Page text |
-.-.-

The school district’s policy says books that are not “age-appropriate” and/ or contain “sexualized content” are among those that should not be permitted in school libraries.
The Bucks County Free Library is recognizing Banned Books Week with a selection of some its staff’s favorite targeted titles. Among them are All American Boys by Jason Reynolds and Brendan Kiely, The Glass Castle by Jeanette Walls, The Giver by Lois Lowry and The Kite Runner by Khaled Hosseini.
“We serve a diverse community,” said Charlie Lasorda, a manger-in-training at the Doylestown branch, “and we have several copies of all the contested books available.” The full list can be found at buckslib.org.
“Library professionals trust individuals to make their own decisions about what they read and believe,” the ALA said. The nationwide association is asking “readers everywhere” to join with the Unite Against Book Bans campaign and “fight against censorship.”
A wide variety of books targeted at adults, including Ernest Hemingway’s The Sun Also Rises, Harper Lee’s To Kill a Mockingbird, and F. Scott Fitzgerald’s The Great Gatsby are featured in a display at the Doylestown Bookshop.
A children’s display holds works by Judy Blume, Alex Gino’s Melissa, and Harry Potter and The Sorcerer’s Stone. “I Read Dangerously” says the sign above the books.
"As always, we are committed to providing books for our community, ensuring we are getting books into the hands of readers,” said bookstore owner, Glenda Childs, in an email.
Banned Books Week was created in 1982, prompted by surge in the number of challenges to books in schools, bookstores and libraries.
Besides the ALA, the week is co-sponsored by organizations directly associated with reading and learning, such as the American Booksellers for Free Expression, Amnesty International USA, American Society of Journalists and Authors, PEN America and the Comic Book Legal Defense Fund and many others.

-.-.-

Extracted information |
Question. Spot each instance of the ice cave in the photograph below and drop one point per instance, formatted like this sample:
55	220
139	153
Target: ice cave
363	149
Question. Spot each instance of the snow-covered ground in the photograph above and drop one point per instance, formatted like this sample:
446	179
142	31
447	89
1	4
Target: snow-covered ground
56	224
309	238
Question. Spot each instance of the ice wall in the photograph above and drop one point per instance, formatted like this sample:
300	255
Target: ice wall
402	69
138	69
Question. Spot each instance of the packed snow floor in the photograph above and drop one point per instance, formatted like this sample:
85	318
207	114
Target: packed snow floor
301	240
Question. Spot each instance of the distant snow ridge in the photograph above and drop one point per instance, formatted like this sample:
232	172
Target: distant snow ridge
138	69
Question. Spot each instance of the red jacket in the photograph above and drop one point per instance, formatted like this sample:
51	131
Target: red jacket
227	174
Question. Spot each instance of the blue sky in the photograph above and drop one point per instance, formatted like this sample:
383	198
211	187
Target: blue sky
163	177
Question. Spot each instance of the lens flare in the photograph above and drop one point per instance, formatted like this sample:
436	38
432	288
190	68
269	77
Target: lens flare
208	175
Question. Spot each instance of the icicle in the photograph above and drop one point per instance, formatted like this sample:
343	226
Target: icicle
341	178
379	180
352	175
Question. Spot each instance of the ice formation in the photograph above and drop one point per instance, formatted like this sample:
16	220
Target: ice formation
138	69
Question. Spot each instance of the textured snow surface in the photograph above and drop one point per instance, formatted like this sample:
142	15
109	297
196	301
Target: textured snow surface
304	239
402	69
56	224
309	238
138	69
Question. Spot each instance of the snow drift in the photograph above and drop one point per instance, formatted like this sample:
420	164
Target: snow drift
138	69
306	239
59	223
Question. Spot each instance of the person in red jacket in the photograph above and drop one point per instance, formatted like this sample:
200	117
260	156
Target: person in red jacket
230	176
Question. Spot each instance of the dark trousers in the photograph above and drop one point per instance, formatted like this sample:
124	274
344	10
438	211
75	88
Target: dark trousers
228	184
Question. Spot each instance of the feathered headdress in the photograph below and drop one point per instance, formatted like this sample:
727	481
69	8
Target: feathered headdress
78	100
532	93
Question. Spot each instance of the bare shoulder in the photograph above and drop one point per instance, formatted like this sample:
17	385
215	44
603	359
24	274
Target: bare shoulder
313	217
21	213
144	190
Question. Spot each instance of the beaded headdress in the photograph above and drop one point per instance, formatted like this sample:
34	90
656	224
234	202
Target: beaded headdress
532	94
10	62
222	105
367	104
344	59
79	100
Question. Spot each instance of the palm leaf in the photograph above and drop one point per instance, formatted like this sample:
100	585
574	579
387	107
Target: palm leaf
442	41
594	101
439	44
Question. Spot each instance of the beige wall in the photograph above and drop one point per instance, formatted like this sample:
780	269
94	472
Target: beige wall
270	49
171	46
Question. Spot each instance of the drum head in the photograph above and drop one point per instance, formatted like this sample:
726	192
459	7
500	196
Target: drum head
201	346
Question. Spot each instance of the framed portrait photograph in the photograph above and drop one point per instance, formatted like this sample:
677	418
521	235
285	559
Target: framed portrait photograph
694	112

-.-.-

Task to complete | Rewrite the Banned Books Week text from "A children’s display" up to and including "above the books.", changing "sign" to "banner". The data plays no part in what comes next.

Answer for the task |
A children’s display holds works by Judy Blume, Alex Gino’s Melissa, and Harry Potter and The Sorcerer’s Stone. “I Read Dangerously” says the banner above the books.